=== YOUR INSTRUCTIONS ===
Write out the following lines exactly as they appear in the material, starting at the line containing "Note: pick out the green calyx" and ending at the line containing "column 190, row 107".

[Collected data]
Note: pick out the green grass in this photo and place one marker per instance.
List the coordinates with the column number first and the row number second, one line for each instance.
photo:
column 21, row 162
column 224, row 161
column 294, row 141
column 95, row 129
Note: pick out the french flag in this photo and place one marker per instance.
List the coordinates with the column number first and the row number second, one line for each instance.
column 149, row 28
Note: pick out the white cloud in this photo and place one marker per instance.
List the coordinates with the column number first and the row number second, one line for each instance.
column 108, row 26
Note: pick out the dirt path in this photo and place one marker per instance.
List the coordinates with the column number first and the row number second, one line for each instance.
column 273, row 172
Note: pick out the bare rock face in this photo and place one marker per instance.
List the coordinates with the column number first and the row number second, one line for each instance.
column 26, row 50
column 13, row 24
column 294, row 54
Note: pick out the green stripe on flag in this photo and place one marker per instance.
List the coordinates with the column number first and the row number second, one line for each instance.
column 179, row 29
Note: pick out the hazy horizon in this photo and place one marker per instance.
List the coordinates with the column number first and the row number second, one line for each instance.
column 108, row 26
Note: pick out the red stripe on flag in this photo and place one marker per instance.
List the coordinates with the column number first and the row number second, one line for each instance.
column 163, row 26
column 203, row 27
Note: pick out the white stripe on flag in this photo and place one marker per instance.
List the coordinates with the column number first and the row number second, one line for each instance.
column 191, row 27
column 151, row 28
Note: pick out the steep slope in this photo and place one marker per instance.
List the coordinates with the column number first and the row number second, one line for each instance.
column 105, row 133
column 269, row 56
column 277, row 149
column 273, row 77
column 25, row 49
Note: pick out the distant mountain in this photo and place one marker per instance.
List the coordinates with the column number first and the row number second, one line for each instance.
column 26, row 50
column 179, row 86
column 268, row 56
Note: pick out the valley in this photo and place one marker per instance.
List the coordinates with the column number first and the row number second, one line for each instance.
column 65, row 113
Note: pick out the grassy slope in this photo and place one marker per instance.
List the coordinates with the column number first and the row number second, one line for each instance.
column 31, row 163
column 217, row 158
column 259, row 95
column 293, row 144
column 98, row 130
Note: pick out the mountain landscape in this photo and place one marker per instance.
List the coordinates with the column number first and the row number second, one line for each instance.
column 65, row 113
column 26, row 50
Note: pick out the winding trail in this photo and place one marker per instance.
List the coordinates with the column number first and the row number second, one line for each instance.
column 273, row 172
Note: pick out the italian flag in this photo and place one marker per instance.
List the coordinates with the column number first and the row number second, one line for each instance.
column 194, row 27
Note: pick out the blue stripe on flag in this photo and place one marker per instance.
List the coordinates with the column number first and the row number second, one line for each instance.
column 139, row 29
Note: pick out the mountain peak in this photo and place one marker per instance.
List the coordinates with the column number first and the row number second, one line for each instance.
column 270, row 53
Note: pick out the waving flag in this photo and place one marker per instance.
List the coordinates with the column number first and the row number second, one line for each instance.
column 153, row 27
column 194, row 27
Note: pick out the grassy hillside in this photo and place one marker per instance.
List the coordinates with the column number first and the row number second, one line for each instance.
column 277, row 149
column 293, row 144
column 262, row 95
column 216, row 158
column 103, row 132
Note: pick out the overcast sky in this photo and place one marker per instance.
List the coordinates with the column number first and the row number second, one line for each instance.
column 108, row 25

==

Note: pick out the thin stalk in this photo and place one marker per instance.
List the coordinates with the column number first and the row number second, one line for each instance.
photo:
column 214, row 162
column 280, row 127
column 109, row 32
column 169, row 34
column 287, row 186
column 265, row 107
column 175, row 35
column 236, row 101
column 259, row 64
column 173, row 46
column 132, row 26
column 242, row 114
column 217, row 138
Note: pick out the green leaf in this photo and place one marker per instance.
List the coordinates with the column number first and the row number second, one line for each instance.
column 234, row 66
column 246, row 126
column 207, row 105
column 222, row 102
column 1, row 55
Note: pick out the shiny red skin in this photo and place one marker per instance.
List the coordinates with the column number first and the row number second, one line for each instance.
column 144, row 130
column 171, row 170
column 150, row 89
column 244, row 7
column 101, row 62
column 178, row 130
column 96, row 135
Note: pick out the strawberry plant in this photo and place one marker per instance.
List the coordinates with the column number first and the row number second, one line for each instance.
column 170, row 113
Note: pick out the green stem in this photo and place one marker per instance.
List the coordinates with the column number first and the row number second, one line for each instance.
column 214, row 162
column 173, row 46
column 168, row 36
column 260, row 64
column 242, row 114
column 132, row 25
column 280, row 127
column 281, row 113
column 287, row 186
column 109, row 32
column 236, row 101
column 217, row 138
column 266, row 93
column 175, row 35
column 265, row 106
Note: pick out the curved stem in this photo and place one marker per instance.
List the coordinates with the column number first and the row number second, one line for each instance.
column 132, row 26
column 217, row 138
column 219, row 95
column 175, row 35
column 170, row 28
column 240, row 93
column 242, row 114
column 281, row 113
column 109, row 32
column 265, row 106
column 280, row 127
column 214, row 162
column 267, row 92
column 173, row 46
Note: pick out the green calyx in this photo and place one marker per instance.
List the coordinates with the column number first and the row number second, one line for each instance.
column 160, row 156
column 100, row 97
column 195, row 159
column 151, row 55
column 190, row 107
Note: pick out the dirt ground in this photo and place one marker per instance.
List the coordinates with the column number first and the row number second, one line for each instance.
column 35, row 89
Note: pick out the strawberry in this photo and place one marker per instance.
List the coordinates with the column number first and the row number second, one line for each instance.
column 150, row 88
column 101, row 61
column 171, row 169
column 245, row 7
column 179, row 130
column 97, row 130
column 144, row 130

=== RESULT OF THE TASK ===
Note: pick out the green calyx in this photo and place one marker per instance.
List the coordinates with the column number first and the row number second, one line for each instance.
column 160, row 156
column 100, row 97
column 195, row 159
column 151, row 55
column 190, row 107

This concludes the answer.